• **Information given**
___

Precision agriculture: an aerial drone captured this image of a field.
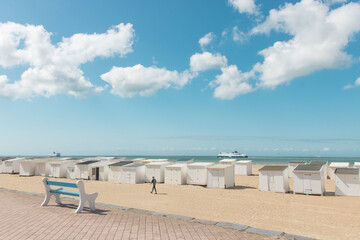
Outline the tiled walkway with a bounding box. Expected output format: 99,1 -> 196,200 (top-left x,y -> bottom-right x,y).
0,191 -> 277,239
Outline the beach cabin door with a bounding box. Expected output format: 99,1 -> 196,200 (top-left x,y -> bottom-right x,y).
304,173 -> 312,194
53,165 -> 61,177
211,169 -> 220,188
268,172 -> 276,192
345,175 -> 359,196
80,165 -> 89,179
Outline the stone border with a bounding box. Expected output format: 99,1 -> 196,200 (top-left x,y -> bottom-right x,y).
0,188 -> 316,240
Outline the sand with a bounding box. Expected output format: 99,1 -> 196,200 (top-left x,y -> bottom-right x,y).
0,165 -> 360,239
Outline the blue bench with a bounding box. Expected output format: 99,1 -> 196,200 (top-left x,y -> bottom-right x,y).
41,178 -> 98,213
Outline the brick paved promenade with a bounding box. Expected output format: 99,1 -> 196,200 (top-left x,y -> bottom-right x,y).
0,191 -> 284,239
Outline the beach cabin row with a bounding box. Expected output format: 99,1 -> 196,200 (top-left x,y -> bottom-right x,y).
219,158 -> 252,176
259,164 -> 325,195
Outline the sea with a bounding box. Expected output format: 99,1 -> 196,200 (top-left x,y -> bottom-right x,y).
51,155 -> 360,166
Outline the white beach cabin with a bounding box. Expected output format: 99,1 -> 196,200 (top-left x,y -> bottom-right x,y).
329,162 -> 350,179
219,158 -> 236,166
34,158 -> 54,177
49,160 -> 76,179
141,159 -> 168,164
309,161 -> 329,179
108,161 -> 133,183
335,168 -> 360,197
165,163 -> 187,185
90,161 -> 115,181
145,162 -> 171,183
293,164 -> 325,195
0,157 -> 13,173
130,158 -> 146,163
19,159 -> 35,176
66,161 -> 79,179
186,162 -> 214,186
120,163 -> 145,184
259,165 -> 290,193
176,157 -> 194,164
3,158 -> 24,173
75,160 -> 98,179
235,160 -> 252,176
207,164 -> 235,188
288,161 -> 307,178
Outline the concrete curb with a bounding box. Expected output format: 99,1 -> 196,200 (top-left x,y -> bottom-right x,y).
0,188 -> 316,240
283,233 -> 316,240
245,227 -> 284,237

___

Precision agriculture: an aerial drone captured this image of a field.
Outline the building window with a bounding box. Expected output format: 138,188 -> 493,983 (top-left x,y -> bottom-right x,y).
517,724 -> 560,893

___

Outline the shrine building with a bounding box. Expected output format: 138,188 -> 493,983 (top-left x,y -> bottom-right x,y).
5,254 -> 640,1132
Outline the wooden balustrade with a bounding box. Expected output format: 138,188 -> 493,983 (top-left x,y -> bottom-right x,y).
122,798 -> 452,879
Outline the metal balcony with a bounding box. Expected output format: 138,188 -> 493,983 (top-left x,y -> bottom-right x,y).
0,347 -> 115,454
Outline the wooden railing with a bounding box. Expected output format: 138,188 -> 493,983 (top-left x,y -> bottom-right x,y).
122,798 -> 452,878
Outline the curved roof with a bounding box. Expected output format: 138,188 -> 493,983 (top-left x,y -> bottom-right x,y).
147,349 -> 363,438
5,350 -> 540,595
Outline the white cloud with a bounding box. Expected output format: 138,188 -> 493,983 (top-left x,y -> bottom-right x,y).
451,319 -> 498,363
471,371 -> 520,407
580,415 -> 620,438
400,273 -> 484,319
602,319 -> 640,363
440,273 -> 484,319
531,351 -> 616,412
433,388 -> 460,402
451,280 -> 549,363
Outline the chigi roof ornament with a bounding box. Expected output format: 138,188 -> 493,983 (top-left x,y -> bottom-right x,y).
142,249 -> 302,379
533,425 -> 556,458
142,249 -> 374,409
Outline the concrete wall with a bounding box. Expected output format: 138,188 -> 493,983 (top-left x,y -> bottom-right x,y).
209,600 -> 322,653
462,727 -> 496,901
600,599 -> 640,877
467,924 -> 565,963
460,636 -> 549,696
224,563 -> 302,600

___

• **Task brief**
Transcribe the rows above without changing a character, from the line containing "Outline the chigi" through the line containing "224,563 -> 302,600", both of those lines included.

• **The solution**
Outline the chigi roof ornament with a bounding box. Expected output format: 138,188 -> 493,983 (top-left x,y -> bottom-right x,y).
142,249 -> 302,379
533,425 -> 556,458
142,249 -> 374,409
Outline the concrete wall with a bounding box. Expected output format: 138,188 -> 493,983 (top-left x,y -> bottom-right x,y).
209,600 -> 322,653
462,727 -> 496,901
600,599 -> 640,877
467,924 -> 565,963
460,636 -> 549,696
224,563 -> 302,600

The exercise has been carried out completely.